▸ Text:
━━━━━━━━━━━━━━━━━━━━━━━━━━━━━━
Figures 5(a)-(c) show the XRD patterns of the as-extruded alloys at different extrusion temperatures. It can be seen that the as-extruded alloys are mainly composed of α-Mg, MgZn2 and MgZn phases. Figure 5(d) shows the XRD pattern of the alloy extruded at 260 °C after solution treatment, in addition to α-Mg peak, nearly all other diffraction peaks can be assigned to MgZn2 phase, the diffraction peaks of MgZn phases disappear compared with as-extruded alloys, which agrees well with Fig. 4. According to the above analysis, it can be seen that the coarser precipitate is MgZn2 phase while the finer precipitate is MgZn phase.
Fig. 2 Optical micrographs of alloys extruded at 230 °C (a, d), 260 °C (b, e) and 290 °C (c, f)
Fig. 3 SEM images of alloys extruded at 230 °C (a), 260 °C (b) and 290 °C (c)
━━━━━━━━━━━━━━━━━━━━━━━━━━━━━━
▸ Required tasks:
A – Which phase does the alloy extrusion text identify as the coarser precipitate?
B – Please rewrite part of the alloy extrusion text with "reflection peaks" in place of "diffraction peaks": begin at the words "Figures 5(a)-(c) show" and stop after "290 °C (c, f)".
━━━━━━━━━━━━━━━━━━━━━━━━━━━━━━
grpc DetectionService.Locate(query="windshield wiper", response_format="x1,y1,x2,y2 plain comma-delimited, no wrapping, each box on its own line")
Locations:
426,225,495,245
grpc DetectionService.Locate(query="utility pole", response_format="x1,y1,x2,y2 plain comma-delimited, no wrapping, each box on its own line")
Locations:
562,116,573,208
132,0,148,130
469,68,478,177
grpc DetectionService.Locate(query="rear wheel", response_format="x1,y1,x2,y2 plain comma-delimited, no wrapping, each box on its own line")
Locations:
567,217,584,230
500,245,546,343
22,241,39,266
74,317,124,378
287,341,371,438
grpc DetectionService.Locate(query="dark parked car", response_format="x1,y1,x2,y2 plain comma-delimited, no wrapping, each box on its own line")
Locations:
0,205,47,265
━━━━━━━━━━━━━━━━━━━━━━━━━━━━━━
▸ Outputs:
A – MgZn2 phase

B –
Figures 5(a)-(c) show the XRD patterns of the as-extruded alloys at different extrusion temperatures. It can be seen that the as-extruded alloys are mainly composed of α-Mg, MgZn2 and MgZn phases. Figure 5(d) shows the XRD pattern of the alloy extruded at 260 °C after solution treatment, in addition to α-Mg peak, nearly all other reflection peaks can be assigned to MgZn2 phase, the reflection peaks of MgZn phases disappear compared with as-extruded alloys, which agrees well with Fig. 4. According to the above analysis, it can be seen that the coarser precipitate is MgZn2 phase while the finer precipitate is MgZn phase.
Fig. 2 Optical micrographs of alloys extruded at 230 °C (a, d), 260 °C (b, e) and 290 °C (c, f)